**Ausgewählter Textauszug**
-.-.-

Die Arbeiterklasse und die Soldaten von Petrograd hatten die Revolution vollbracht, aber sie waren nicht in der Lage die politische Macht zu übernehmen. Stattdessen entstand eine komplexe und instabile „Doppelherrschaft“, die bis zur Oktoberrevolution fortdauern sollte.

Am 27. Februar, der Zar war noch an der Macht, traten die Duma-Abgeordneten zusammen, um zu beraten, wie die Lage unter Kontrolle gebracht und die Revolution eingedämmt werden könnte. Sie bildeten einen provisorischen Ausschuss der Duma-Abgeordneten, der eine Erklärung herausgab, wonach er sich gezwungen sehe, „die Wiederherstellung des Staats und der öffentlichen Ordnung in die eigenen Hände zu nehmen“.

Im Gegensatz zur späteren Mythenbildung spielte die liberale Bourgeoisie, die von den wichtigsten Duma-Parteien vertreten wurde, keine revolutionäre Rolle. Sie hatte panische Angst vor den Massen und suchte nach einer Möglichkeit, die autokratische Herrschaft zu erhalten, sei es mit oder ohne Nikolaus II. Paul Miljukow, der Führer der Konstitutionellen Demokraten (Kadetten), räumte später ein: „Wir wollten diese Revolution nicht. Wir wollten insbesondere nicht, dass sie während des Kriegs ausbrechen würde. Wir versuchten mit allen Mitteln, dies zu verhindern.“ [16]

Als es ihnen jedoch nicht gelang, den Zaren zur Bildung einer neuen Regierung zu bewegen, und als sich abzeichnete, dass die Massen dies auch nicht hinnehmen würden, baten die Vertreter der Bourgeoisie das militärische Oberkommando, die Abdankung des Zaren zu erzwingen. Bereits vor der Revolution hatte es zwischen den Führern der Armee und der bürgerlichen Parteien Gespräche über die Bildung einer neuen Regierung gegeben. Selbst die Absetzung von Nikolaus II war erwogen worden, um bessere Voraussetzungen für die Kriegsführung zu schaffen. Auch die alliierten imperialistischen Mächte hatten Unterstützung für ein solches Vorgehen signalisiert.

-.-.-

**Arbeitsanweisungen**
A – Welches Gremium bildeten die Duma-Abgeordneten am 27. Februar laut dem Textauszug zur Revolution in Petrograd?
B – Setzen Sie den Textauszug zur Revolution in Petrograd im Anschluss an seinen letzten Satz fort.

-.-.-

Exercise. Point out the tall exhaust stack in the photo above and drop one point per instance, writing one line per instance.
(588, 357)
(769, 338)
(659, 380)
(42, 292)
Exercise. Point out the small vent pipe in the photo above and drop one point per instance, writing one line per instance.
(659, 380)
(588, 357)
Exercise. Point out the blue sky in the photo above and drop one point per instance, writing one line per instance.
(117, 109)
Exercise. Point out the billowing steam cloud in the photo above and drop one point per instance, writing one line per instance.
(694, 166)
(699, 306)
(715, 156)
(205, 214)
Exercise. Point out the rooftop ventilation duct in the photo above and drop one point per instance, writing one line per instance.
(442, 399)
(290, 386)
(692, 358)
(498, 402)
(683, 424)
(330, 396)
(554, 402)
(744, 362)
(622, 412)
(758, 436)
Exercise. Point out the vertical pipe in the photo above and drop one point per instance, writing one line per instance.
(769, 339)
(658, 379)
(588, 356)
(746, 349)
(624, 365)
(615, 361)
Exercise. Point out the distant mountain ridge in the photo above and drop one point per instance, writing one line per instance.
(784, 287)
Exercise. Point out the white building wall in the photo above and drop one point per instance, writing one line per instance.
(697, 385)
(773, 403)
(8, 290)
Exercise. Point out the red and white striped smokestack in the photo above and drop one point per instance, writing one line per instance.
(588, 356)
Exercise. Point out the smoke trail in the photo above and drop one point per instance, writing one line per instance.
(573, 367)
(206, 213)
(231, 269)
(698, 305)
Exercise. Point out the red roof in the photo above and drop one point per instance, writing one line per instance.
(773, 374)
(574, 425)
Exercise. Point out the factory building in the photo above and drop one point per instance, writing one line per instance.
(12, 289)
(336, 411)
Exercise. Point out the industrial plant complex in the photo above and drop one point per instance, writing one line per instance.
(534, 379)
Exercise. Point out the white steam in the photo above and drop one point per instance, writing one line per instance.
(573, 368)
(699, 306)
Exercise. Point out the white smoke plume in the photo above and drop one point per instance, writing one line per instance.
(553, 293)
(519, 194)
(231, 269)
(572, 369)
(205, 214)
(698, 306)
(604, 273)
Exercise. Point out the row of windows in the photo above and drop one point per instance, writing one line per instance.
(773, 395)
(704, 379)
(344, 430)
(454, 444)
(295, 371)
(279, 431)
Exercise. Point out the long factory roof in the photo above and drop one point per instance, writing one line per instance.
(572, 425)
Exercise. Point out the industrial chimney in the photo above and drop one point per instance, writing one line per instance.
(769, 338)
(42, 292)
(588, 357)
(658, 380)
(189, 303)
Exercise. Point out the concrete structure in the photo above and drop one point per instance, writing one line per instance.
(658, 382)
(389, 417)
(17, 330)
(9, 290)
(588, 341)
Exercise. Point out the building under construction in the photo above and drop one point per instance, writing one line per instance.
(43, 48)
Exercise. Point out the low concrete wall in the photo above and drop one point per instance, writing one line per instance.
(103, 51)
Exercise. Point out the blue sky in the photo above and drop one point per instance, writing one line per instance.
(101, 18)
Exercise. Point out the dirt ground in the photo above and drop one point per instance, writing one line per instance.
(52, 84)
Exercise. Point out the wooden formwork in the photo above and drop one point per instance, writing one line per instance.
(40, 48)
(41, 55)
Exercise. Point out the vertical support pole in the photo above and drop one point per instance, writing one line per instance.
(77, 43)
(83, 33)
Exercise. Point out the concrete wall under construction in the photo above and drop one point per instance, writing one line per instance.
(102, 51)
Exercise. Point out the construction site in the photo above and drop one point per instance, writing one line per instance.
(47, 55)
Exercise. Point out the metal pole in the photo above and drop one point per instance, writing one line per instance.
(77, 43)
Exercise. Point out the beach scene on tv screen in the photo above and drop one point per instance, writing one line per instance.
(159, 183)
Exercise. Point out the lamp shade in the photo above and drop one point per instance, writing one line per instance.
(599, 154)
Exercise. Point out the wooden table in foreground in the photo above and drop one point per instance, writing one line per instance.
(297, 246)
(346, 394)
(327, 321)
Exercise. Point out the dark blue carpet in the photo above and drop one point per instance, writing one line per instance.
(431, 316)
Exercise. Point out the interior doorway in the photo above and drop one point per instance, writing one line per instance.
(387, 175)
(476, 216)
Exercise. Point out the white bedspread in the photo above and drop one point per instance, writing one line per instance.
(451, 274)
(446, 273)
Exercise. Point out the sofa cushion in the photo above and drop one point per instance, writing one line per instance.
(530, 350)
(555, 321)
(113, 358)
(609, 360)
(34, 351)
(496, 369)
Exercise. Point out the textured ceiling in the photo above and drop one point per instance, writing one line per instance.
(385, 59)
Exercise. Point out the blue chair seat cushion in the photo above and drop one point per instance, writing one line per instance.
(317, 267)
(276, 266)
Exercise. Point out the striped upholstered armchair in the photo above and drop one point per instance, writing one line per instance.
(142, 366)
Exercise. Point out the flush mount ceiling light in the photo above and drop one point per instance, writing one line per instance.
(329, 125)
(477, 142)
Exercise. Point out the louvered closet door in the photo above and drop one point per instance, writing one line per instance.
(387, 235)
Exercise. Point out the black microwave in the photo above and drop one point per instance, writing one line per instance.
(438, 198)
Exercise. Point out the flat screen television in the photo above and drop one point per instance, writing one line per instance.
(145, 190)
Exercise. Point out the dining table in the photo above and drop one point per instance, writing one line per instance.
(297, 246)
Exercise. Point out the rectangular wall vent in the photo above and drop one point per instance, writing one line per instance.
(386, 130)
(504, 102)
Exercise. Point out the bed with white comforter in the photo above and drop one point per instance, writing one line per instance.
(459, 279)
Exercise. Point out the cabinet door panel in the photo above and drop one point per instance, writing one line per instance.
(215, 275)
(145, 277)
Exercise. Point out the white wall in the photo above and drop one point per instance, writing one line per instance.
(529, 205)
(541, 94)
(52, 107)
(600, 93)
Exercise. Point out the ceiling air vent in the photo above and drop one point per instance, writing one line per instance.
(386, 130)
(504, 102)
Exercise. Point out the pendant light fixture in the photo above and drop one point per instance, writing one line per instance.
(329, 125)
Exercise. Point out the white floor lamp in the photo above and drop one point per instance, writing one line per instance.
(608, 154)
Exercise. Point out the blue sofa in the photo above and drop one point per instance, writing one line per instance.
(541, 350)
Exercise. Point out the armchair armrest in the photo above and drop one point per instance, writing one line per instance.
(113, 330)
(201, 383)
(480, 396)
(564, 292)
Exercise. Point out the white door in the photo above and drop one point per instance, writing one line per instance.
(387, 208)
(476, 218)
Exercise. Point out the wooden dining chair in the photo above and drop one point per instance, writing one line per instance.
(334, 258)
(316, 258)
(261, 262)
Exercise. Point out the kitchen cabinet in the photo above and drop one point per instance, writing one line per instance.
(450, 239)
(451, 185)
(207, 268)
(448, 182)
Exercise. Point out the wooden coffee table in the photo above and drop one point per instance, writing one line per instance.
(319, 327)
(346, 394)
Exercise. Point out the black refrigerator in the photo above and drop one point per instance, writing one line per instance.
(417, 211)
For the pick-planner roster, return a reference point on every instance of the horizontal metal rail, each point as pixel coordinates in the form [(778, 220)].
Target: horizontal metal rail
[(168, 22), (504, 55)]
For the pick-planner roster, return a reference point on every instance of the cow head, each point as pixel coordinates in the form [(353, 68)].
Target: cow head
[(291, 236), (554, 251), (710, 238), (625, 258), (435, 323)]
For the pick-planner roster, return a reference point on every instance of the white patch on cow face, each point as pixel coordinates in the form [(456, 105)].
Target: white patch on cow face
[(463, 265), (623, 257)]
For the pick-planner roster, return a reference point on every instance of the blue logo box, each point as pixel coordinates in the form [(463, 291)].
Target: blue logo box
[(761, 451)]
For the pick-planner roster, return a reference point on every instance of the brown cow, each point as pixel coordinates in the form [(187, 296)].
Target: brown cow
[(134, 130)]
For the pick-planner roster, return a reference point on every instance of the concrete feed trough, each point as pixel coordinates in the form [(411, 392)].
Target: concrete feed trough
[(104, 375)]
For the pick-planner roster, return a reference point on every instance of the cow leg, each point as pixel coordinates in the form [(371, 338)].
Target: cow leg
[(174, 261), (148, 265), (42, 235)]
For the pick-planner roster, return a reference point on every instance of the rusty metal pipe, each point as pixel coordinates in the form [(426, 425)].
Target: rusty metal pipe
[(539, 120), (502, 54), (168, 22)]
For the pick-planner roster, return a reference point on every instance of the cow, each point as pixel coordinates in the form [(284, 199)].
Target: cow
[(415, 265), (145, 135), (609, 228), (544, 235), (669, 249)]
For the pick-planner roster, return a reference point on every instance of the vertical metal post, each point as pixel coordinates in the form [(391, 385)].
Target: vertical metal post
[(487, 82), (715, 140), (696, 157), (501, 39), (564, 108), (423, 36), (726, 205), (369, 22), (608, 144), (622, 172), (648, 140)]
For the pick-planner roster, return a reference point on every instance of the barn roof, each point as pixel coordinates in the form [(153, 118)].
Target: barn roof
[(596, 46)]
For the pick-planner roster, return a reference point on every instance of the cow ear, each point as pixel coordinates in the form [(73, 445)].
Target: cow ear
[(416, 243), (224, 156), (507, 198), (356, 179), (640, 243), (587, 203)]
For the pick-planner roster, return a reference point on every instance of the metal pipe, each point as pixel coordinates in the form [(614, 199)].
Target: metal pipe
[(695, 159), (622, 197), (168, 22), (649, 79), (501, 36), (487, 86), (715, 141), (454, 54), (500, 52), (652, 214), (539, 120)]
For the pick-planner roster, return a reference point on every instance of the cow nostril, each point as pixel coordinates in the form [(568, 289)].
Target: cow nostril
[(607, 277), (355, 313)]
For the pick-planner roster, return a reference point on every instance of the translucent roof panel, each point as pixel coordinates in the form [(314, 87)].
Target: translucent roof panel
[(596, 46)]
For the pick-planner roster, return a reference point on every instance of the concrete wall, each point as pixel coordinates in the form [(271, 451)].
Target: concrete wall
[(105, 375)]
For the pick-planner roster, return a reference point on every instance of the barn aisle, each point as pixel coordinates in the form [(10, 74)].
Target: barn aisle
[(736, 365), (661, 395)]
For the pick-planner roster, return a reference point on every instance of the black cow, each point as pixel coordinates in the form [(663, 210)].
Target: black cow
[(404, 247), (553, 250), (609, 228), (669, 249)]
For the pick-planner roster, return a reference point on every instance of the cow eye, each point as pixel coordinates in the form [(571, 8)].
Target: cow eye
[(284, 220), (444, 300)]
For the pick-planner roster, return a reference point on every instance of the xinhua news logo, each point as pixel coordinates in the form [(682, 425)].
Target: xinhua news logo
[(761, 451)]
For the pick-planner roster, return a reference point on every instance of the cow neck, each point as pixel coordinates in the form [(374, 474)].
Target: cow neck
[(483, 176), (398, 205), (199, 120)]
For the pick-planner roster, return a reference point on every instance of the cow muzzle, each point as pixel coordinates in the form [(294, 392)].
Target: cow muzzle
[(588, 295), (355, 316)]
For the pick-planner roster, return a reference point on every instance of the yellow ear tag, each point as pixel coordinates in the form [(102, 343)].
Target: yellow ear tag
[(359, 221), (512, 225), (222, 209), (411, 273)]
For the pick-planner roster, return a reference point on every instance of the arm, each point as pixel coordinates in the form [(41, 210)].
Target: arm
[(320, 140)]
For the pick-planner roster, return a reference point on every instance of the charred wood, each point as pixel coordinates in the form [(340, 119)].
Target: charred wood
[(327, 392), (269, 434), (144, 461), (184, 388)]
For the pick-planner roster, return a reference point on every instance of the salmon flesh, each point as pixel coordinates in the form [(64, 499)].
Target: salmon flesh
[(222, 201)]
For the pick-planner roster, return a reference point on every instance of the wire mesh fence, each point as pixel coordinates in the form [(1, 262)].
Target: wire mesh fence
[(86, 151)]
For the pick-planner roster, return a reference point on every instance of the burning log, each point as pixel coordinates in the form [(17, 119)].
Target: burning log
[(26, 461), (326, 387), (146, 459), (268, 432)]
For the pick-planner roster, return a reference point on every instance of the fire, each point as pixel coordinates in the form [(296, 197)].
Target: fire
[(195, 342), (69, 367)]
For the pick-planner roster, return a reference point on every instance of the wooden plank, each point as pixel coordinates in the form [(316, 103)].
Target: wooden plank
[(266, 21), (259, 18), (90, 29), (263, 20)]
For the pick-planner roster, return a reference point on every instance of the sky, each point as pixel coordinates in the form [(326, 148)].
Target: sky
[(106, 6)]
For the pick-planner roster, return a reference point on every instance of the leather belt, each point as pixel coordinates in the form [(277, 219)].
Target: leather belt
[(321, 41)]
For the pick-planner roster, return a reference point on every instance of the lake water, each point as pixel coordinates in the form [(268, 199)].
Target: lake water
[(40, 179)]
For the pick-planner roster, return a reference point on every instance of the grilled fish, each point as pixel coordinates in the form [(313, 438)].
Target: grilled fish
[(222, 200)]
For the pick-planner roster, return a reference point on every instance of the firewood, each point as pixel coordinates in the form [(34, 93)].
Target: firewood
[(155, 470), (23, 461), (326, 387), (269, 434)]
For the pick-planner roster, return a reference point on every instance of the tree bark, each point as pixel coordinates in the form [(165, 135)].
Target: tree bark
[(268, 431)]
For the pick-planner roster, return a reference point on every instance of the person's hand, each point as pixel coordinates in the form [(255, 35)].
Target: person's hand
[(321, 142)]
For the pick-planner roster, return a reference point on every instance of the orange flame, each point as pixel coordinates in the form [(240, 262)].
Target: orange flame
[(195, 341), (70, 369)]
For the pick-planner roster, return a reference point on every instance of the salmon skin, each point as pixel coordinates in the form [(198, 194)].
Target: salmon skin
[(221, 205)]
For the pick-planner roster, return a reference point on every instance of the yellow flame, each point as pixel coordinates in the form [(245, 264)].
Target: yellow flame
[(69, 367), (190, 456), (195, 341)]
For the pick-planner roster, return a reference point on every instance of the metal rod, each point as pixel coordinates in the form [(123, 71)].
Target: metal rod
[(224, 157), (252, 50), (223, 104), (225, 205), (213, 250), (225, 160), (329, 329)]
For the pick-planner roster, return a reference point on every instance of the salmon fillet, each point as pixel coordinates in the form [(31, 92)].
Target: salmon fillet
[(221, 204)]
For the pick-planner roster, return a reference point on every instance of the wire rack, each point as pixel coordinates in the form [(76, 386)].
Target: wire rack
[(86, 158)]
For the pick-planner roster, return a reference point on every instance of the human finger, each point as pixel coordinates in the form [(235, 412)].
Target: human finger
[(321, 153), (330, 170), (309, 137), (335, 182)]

-.-.-

**Lösungen**
A – Einen provisorischen Ausschuss der Duma-Abgeordneten.

B –
Als der Zar die Unterstützung der Armee verloren hatte, dankte er am 2. März 1917 zugunsten seines Bruders, des Großherzogs Michail Alexandrowitsch ab. Am selben Tag wurde die Provisorische Regierung unter der Führung des Prinzen Lwow gebildet, die, so war es geplant, unter dem neuen Zaren regieren sollte. Doch Michail verzichtete auf den Thron, da er um sein Leben fürchtete. Obwohl die bürgerlichen Führer der neuen Regierung alles versucht hatten, war die Romanow-Dynastie am Ende.

Am selben Tag und am selben Ort, an dem der Duma-Ausschuss gebildet wurde, nämlich am 27. Februar im Taurischen Palais, kam es auch zur Gründung eines anderen Organs der Staatsmacht, das von den Arbeiter- und Soldatenmassen unterstützt wurde: der Sowjet der Arbeiterdeputierten, der sich später Sowjet der Arbeiter- und Soldatendeputierten nannte. An seiner ersten Sitzung nahmen ungefähr 250 Arbeiter, Soldaten und sozialistische Intellektuelle teil. Anfangs dominierten in der Führung des Sowjets die Menschewiki und die Sozialrevolutionäre, eine kleinbürgerliche Partei, die sich auf die Bauernschaft stützte.

Das Phänomen der „Doppelherrschaft“ war nicht nur in der russischen Revolution zu beobachten. Auch in früheren Revolutionen hatten während des Übergangs der Macht an eine andere Klasse zwei Organe der Staatsmacht nebeneinander bestanden. Eine solche Situation kann nur durch einen Bürgerkrieg aufgelöst werden. Die Besonderheit der Doppelherrschaft, die sich nach der Februarrevolution herausbildete, bestand allerdings darin, dass die Führer des Sowjets, die von den Arbeitern und Soldaten – der treibenden Kraft der Revolution – unterstützt wurden, gezielt und bewusst darauf hinarbeiteten, die Macht an die bürgerliche Provisorische Regierung auszuhändigen. Der grundlegende Klassenkonflikt zwischen den beiden Organen trat erst mehrere Monate später zutage, als die Bolschewiki die Führung des Sowjets eroberten.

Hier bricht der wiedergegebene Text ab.